**WORK TO COMPLETE**
Can you write out the lines below again with "biggest circle" swapped for "largest circle" everywhere, changing nothing else and leaving the pictures out?

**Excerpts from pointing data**
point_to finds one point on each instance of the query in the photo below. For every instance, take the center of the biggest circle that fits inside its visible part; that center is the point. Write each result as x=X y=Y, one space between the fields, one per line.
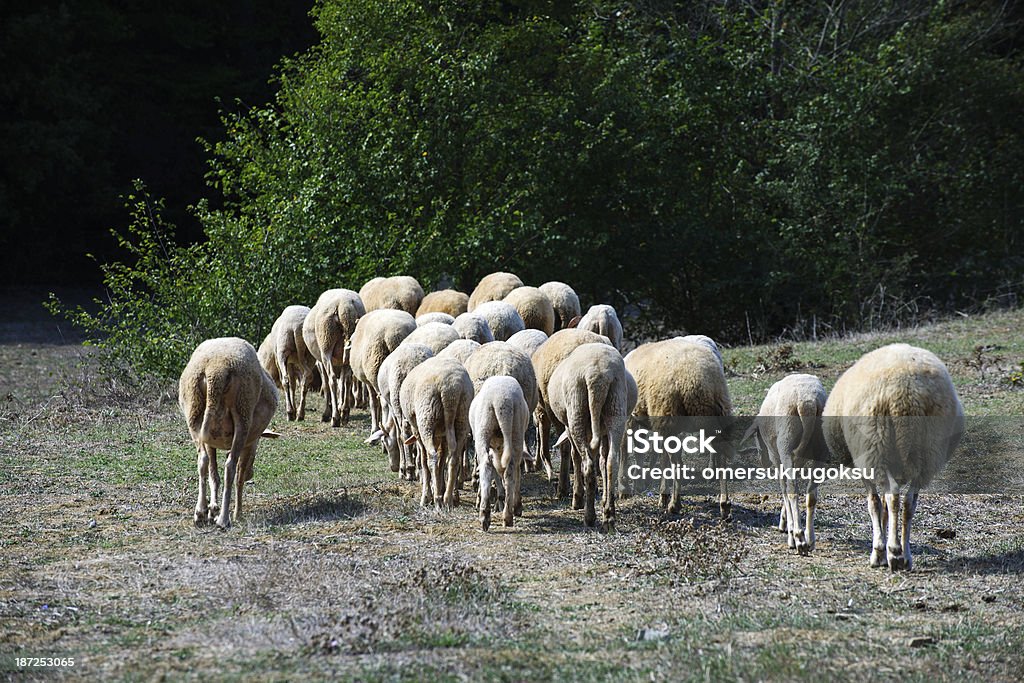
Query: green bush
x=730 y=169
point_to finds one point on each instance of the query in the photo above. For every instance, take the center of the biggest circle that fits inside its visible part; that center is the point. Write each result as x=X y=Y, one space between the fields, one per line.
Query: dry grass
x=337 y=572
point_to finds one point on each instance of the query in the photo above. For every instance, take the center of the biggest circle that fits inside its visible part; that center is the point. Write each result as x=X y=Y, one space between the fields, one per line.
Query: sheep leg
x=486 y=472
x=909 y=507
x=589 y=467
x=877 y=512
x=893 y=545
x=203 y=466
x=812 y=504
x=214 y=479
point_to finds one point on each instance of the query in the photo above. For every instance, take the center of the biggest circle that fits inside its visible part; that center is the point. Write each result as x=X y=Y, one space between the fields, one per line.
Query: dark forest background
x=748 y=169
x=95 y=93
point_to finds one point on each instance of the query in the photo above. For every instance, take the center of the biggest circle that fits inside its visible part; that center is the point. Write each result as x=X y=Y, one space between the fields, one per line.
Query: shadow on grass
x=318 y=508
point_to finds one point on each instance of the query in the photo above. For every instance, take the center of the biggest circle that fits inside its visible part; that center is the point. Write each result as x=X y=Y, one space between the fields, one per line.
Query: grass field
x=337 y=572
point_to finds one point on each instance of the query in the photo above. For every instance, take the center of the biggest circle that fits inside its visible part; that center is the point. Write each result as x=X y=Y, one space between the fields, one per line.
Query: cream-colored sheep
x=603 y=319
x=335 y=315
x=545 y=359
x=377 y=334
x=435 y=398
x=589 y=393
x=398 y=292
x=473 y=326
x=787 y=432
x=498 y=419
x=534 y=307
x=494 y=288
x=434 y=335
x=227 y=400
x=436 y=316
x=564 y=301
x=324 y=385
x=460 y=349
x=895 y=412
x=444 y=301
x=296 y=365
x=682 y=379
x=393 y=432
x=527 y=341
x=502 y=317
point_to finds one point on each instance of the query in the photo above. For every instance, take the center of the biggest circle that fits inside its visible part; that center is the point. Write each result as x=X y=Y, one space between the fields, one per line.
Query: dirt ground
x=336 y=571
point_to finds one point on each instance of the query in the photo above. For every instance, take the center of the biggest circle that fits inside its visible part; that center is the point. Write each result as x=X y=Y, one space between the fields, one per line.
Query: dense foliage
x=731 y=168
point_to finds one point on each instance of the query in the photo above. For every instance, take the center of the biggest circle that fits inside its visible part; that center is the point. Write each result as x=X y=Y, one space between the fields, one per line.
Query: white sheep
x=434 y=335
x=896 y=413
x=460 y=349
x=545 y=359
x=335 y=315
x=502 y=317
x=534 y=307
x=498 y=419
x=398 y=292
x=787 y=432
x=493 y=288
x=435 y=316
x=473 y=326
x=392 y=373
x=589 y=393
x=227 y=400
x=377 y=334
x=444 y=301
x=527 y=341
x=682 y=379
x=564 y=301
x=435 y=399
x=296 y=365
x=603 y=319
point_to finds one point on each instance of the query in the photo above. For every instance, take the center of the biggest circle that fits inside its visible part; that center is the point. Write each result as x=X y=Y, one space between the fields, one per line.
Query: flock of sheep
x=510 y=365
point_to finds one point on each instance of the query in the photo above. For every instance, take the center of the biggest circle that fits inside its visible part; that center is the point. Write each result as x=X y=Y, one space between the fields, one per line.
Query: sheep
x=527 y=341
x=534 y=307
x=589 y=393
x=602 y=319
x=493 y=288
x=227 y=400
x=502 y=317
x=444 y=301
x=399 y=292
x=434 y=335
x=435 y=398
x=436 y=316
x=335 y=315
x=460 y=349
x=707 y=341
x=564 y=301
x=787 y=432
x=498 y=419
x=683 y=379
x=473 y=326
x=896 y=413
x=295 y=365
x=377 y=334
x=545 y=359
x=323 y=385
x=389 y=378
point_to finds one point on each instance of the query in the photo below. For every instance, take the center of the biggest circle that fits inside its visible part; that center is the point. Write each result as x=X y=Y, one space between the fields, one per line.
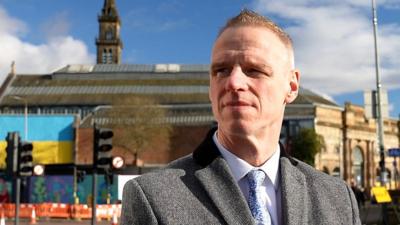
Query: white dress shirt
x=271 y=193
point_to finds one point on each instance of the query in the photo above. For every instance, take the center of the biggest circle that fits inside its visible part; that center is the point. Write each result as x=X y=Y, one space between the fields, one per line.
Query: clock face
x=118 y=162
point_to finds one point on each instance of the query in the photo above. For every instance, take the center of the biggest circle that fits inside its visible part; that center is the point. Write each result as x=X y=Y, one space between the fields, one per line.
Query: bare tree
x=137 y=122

**SOLUTION**
point_to finds one point on each instance of the query in the photo below. For every instance, take the center of the largest circle that fits inside its visible part; that center is the point. Write each result as x=X y=Y, one space between the fields, one per line.
Query: green bush
x=730 y=169
point_to finds one point on each instance of the query in the photo above. For every instance, take the center of the largest circle that fits inside its visible part; that center is the point. Write each result as x=X y=Y, one space between the fields, one per line.
Query: dry grass
x=337 y=572
point_to finds one point on each instance of the query in the photo above. For every instance, take the center of the largest circle that fits inside its visible part; that center is the point. Write each result as x=X y=Y, one space between the fields, one per line.
Query: sheep leg
x=486 y=472
x=909 y=507
x=589 y=467
x=877 y=512
x=893 y=545
x=203 y=466
x=812 y=504
x=214 y=479
point_to finds one point on each instance of the query in the photo above. For every instance, take the center of the largest circle that fits inside its visible part; that center is the point. Write each result as x=X y=Y, one space between the fields, one per line.
Query: dark forest background
x=748 y=169
x=95 y=93
point_to finds one point on each instance of the query in the photo above. For every instance, take the center of the largest circle that fits inside its visible part; that center is the point. Write each result as x=X y=Y, one space between the fields, one per line.
Query: shadow on grass
x=318 y=508
point_to finds one point on each instance of the query in the photo above. For every instance, take the center of the largest circle that fits inside its visible part; that center is the point. Write each result as x=X y=Y, one space between the fields, one per line.
Query: grass field
x=337 y=572
point_to finds one point on each instance of the query in the photo above. For every instance, take the center of the largest circle that fits inside its visible part; that center is the point. Write each result as x=X y=Y, one space between the fields, one per line.
Query: cream-colored sheep
x=603 y=319
x=335 y=315
x=545 y=359
x=377 y=334
x=435 y=398
x=589 y=393
x=398 y=292
x=473 y=326
x=787 y=432
x=498 y=419
x=534 y=307
x=494 y=288
x=434 y=335
x=227 y=400
x=436 y=316
x=564 y=301
x=324 y=385
x=460 y=349
x=895 y=412
x=444 y=301
x=296 y=365
x=682 y=379
x=393 y=432
x=527 y=341
x=502 y=317
point_to finds one point on each instance of the query in the photo above. For every instance, take the center of the largest circle that fits inside its visible part; that center is the point. Write each result as x=X y=Y, one space between the fields, one per line.
Query: dirt ground
x=336 y=571
point_to finds one point on each instance of the query in the photo above. For every instance, take the center of the largest circle that fits inside its visible part; that center is the point. Write each result as x=X y=Y, one space between the fields, one per line.
Query: dense foliage
x=731 y=168
point_to finds one point on each instance of the query in the photo above. For every instance, take the center of the largest circle that fits inside its visible part; that center is the point. Write each result as x=X y=Y, one space between the fields, one per line.
Query: white sheep
x=434 y=335
x=896 y=413
x=460 y=349
x=545 y=359
x=335 y=315
x=502 y=317
x=534 y=307
x=498 y=419
x=398 y=292
x=787 y=432
x=493 y=288
x=435 y=316
x=473 y=326
x=392 y=373
x=589 y=393
x=227 y=400
x=377 y=334
x=444 y=301
x=527 y=341
x=682 y=379
x=564 y=301
x=435 y=399
x=296 y=365
x=603 y=319
point_to finds one point on each instance of the query in the photo above. For every instance, take the center of the largest circle that fits inside its visible part; that center is the point. Write each result as x=X y=Y, one space between the fields, one per line.
Query: flock of sheep
x=510 y=365
point_to finds one point on each instance of the query in the photo above. For every instance, take the center of the largest circle that fits inside its visible part; that center is the point. Write each result as x=X y=Y, one space between the fields, one per line.
Query: sheep
x=527 y=341
x=534 y=307
x=589 y=393
x=602 y=319
x=493 y=288
x=227 y=400
x=502 y=317
x=444 y=301
x=399 y=292
x=434 y=335
x=435 y=398
x=436 y=316
x=335 y=315
x=460 y=349
x=707 y=341
x=564 y=301
x=787 y=432
x=498 y=419
x=683 y=379
x=473 y=326
x=896 y=413
x=295 y=365
x=377 y=334
x=545 y=359
x=323 y=385
x=389 y=378
point_to finds one point on each instance of the query in the photo below. For every instance, take the center of the largest circle that fits inside its visible part; that center is the point. Write each result as x=X y=Y, one space between the fields, one per line.
Query: white dress shirt
x=271 y=193
point_to finds one point on each instance of the query in the photo above. For every instance, take the center of the largest circle that fits inside its visible part; that center is the point. Write each result as x=X y=Y, one space between the fields, one per line.
Query: clock face
x=118 y=162
point_to finds one point on each instance of the query in the photo above. For every instance, take the center of the largest circle that fits inside its visible part; that center is the point. Write each result as x=X y=Y, one space between the fields, one per line.
Query: bare tree
x=137 y=122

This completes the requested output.